━━ Recorded information ━━

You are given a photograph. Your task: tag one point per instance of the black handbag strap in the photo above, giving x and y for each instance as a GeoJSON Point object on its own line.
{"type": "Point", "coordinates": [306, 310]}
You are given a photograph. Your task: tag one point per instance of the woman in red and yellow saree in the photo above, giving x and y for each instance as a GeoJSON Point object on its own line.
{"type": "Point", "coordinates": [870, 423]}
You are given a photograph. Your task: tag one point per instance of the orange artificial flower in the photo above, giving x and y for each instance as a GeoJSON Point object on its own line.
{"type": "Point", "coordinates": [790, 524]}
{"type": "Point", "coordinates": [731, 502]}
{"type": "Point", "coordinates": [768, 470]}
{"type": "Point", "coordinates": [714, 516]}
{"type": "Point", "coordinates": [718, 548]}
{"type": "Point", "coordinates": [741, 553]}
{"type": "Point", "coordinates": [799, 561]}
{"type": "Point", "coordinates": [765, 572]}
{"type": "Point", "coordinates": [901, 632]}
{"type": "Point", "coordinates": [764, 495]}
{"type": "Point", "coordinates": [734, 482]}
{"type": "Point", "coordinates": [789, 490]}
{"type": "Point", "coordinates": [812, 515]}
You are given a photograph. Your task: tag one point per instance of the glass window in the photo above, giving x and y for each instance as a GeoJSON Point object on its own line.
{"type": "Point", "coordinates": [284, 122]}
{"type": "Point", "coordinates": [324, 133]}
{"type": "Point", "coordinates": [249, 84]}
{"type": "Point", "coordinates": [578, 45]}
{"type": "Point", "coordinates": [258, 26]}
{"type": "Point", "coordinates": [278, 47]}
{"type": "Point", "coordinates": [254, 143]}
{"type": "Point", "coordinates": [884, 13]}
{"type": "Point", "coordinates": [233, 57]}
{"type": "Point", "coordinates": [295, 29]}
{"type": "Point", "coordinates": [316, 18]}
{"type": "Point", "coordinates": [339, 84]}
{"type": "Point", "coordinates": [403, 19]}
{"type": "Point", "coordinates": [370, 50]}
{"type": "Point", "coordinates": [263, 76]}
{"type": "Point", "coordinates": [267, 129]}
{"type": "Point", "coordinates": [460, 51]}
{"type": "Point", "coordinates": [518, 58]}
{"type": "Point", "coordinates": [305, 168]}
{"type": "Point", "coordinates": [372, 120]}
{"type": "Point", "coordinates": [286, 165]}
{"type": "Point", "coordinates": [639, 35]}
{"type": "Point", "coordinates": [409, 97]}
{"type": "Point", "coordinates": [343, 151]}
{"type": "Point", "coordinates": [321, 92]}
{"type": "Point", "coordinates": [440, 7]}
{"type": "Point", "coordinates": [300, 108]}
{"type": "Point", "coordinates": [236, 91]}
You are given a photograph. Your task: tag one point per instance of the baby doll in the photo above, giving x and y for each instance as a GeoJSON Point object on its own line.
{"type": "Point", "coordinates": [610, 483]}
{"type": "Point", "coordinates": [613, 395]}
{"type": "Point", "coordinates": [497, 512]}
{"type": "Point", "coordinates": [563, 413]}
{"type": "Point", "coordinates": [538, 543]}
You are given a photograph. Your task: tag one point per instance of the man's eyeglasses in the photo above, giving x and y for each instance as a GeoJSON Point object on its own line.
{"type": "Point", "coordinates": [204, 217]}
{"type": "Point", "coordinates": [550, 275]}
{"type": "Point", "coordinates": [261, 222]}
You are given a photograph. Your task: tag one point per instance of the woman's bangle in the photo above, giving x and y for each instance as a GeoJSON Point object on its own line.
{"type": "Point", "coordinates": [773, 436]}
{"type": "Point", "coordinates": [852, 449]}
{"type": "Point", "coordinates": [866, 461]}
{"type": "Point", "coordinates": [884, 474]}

━━━

The request
Could you return all of the entries above unchanged, line for line?

Answer to the task
You are given a photograph. Your task: tag one point per instance of the black handbag strap in the photo above, giving x and y for each instance as a GeoJSON Point object on its own line.
{"type": "Point", "coordinates": [306, 310]}
You are given a photograph. Your task: tag one point per instance of the woman in red and yellow saree in the photo above, giving x and y for each instance as a GeoJSON Point object on its own line.
{"type": "Point", "coordinates": [870, 423]}
You are given a photograph. Your task: tag one point per instance of the orange artificial flower in the photo above, giving x and y for each instance as a GeoJSON Point object on its own line.
{"type": "Point", "coordinates": [790, 524]}
{"type": "Point", "coordinates": [731, 502]}
{"type": "Point", "coordinates": [768, 470]}
{"type": "Point", "coordinates": [714, 516]}
{"type": "Point", "coordinates": [718, 548]}
{"type": "Point", "coordinates": [741, 553]}
{"type": "Point", "coordinates": [799, 561]}
{"type": "Point", "coordinates": [765, 572]}
{"type": "Point", "coordinates": [901, 632]}
{"type": "Point", "coordinates": [764, 495]}
{"type": "Point", "coordinates": [734, 482]}
{"type": "Point", "coordinates": [789, 490]}
{"type": "Point", "coordinates": [812, 515]}
You are given a photograph. Your task: tag one point per instance of the glass window in the photo above, giving x and y for each instance as a GeoJSON Point object on its own line.
{"type": "Point", "coordinates": [284, 122]}
{"type": "Point", "coordinates": [324, 133]}
{"type": "Point", "coordinates": [249, 84]}
{"type": "Point", "coordinates": [578, 45]}
{"type": "Point", "coordinates": [258, 26]}
{"type": "Point", "coordinates": [278, 47]}
{"type": "Point", "coordinates": [254, 143]}
{"type": "Point", "coordinates": [884, 13]}
{"type": "Point", "coordinates": [233, 57]}
{"type": "Point", "coordinates": [295, 29]}
{"type": "Point", "coordinates": [316, 18]}
{"type": "Point", "coordinates": [339, 84]}
{"type": "Point", "coordinates": [403, 19]}
{"type": "Point", "coordinates": [370, 50]}
{"type": "Point", "coordinates": [263, 76]}
{"type": "Point", "coordinates": [267, 129]}
{"type": "Point", "coordinates": [460, 51]}
{"type": "Point", "coordinates": [518, 58]}
{"type": "Point", "coordinates": [305, 168]}
{"type": "Point", "coordinates": [372, 120]}
{"type": "Point", "coordinates": [286, 165]}
{"type": "Point", "coordinates": [639, 35]}
{"type": "Point", "coordinates": [409, 97]}
{"type": "Point", "coordinates": [343, 151]}
{"type": "Point", "coordinates": [321, 92]}
{"type": "Point", "coordinates": [440, 7]}
{"type": "Point", "coordinates": [300, 108]}
{"type": "Point", "coordinates": [236, 91]}
You are given a photograph. Your task: tag one point per instance of the baby doll in the photo above, giving x and y for each instance as a GeoJSON Point object on its own line.
{"type": "Point", "coordinates": [610, 483]}
{"type": "Point", "coordinates": [613, 395]}
{"type": "Point", "coordinates": [497, 512]}
{"type": "Point", "coordinates": [563, 413]}
{"type": "Point", "coordinates": [538, 543]}
You are given a photograph. Your task: tag one point per instance of the man's eyeglasses in the photo above, giving x and y for each instance as a GeoJSON Point object on its own line.
{"type": "Point", "coordinates": [204, 217]}
{"type": "Point", "coordinates": [550, 275]}
{"type": "Point", "coordinates": [261, 222]}
You are given a photograph. Your task: tag one point per instance of the woman's bangle in the photo above, giving x and y for each instance as a GeoJSON Point object on its own line.
{"type": "Point", "coordinates": [773, 436]}
{"type": "Point", "coordinates": [852, 449]}
{"type": "Point", "coordinates": [866, 461]}
{"type": "Point", "coordinates": [884, 474]}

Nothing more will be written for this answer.